• _To-do list_
a) Render this sentence from the exhibition text on Swiss and Chinese farmers' art into German: "In the summer, Eastern Swiss farmers drive their cattle to one of the many alpine pastures."
b) Resume the exhibition text on Swiss and Chinese farmers' art at the point where it stops.
* Begin Selected passage *
Long Distance Similar Hearts
Folk Art from Eastern Switzerland and various Chinese Provinces
Opening Ceremony Others pictures

Beijing Working People's Cultural Palace
Eastern Hall, Tai Miao (East of the Forbidden City), Beijing

Exhibition Period: October 9th to 21st, 2001

On October 9th this exhibition will open in the Eastern Hall of the Working People's Palace in Beijing. Around eighty paintings from various museums and collections in Switzerland and 40 Chinese paintings will be on display until October 21st 2001.

Farmers' art from Eastern Switzerland and various Chinese provinces

One of the characteristics of Swiss art is the unusual presence of lay art. Eastern Switzerland, the region around the dominating Säntis mountain, is particularly rich in such painters. These artists have long been held in high esteem on account of their originality and expressiveness. They are called bauernmaler, i.e. farming painters, although many were not farmers but farmhands or simple craftsmen. What all these so-called "farming painters" have in common is that they all come from the lower social strata and - how could it be different in such an original region - had a close relationship with farming life, agriculture and the alpine pastures. This, then, is what they expressed in their art.
The painters from Beijing, Tianjing, Shanghai, Henan Province, Jilin Province, Shanxi Province, Xinjiang, etc., depicted scenes from their daily rural life. Apart from obvious differences in style, there are similarities. Farmers throughout all five continents maintain close links with nature; they experience the changing seasons much more intensively than a craftsman who works under a roof, and certainly more intensively than an official. Regardless of the differences between Chinese and Swiss agriculture, the paintings still demonstrate a similar affection for the plants and animals these farmers cultivate and rear. In both countries, the pictorial world corresponds to how the farmers themselves experience their surroundings.

Another similarity is revealed by the great interest in pictorial rhythm, in the deliberate repetition of certain pictographic elements. This multiplication is an effective trick but can also serve to represent the prosperity that has been achieved, i.e. the pride in achievements earned through hard work. China's farmers' art teems with carp and ducks; Eastern Swiss painters show long rows of cattle trotting towards alpine pastures in grave dignitiy.

We hope that this exhibition will both contribute towards these works of art, which have been created by simple people, and will be able to help different cultures to know each other better and hold each other in higher esteem.

Cattle drive to alpine pastures
In the summer, Eastern Swiss farmers drive their cattle to one of the many alpine pastures. At high altitudes, summer usually comes late, and winter early. In many years, the herds' time on their alpine pastures is limited to a mere two to three months. In many parts of Switzerland, the drive to and from alpine pastures is done with cattle trucks. In Eastern Switzerland, however, the custom of a festive procession has survived, for which the animals are thoroughly scrubbed and decked out. Farmers and herdsmen wear their colourful costumes.

On the alpine pastures
Thanks to the system of alpine pastures, high-altitude areas, where hardly any crops could be cultivated, can be put to economic use. The animals' owners profit from this in two ways: firstly, the grassland of their lower-altitude farms can be used to harvest dry feed for the winter season, and secondly, when the animals return to their barns in the autumn, they are well nourished and tough. - On the alpine pastures, cows' and goats' milk are processed into butter and tasty cheese on site. The animals spend the night outdoors.
* End Selected passage *
* Begin Entries *
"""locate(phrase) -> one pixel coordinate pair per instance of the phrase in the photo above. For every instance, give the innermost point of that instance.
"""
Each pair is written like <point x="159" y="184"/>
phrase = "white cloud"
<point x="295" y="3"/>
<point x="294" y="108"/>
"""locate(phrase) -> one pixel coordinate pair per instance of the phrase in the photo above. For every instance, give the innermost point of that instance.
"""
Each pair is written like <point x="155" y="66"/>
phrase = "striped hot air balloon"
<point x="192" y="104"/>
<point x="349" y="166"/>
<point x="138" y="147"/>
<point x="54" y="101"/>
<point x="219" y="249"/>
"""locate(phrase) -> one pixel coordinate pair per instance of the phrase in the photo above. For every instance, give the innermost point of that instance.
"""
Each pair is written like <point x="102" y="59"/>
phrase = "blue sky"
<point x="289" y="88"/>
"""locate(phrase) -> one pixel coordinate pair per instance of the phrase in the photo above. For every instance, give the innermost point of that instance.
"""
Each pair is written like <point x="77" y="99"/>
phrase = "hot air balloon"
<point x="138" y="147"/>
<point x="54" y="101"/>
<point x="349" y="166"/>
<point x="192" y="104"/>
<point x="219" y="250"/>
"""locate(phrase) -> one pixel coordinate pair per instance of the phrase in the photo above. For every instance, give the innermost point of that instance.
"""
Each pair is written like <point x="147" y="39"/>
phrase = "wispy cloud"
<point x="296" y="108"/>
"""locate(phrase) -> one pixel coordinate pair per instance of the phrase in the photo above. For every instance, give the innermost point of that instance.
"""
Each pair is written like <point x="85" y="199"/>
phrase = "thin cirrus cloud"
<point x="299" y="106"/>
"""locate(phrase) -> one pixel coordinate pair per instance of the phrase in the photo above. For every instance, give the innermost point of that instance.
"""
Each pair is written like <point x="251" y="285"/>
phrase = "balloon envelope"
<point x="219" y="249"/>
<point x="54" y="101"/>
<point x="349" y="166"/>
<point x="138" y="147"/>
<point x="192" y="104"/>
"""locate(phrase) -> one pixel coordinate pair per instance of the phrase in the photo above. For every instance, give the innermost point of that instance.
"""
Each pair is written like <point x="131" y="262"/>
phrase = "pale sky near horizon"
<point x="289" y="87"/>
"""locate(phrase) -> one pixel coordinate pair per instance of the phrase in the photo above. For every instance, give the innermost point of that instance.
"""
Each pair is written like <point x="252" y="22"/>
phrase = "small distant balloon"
* End Entries *
• _Solved tasks_
a) Im Sommer treiben die Ostschweizer Bauern ihr Vieh auf eine der vielen Alpweiden.

b)
Bödeli: the painted bottom of the carved wooden milking pail
A bödeli is a round painting that is fitted to the bottom of the wooden milking pails with brackets. During the drive to and from the alpine pastures, the herdsmen proudly carry these pails on their left shoulders, thus displaying the works of art. Since the milking pails are actual utensils, the bödeli is removed on arrival to protect it from dirt and wear, and hung up as an ornament in the alpine cabin or in the farm. These paintings depict alpine cattle drive scenes. The initials or names which appear on them do not refer to the artist but to the bödeli's owner or his forebears.

Those who are called late in life
None of the three artists strives for perfected expression. They are aware that they cannot compete with professionally trained colleagues. However, this deficit does not in any way interfere with their self-confidence, and certainly not with their childlike pleasure in creation. - Niklaus Wenk's paintings represent farming work as it used to be before mechanisation.

The outsiders
None of the three artists strives for perfected expression. They are aware that they cannot compete with professionally trained colleagues. However, this deficit does not in any way interfere with their self-confidence, and certainly not with their childlike pleasure in creation. - Niklaus Wenk's paintings represent farming work as itused to be before mechanisation.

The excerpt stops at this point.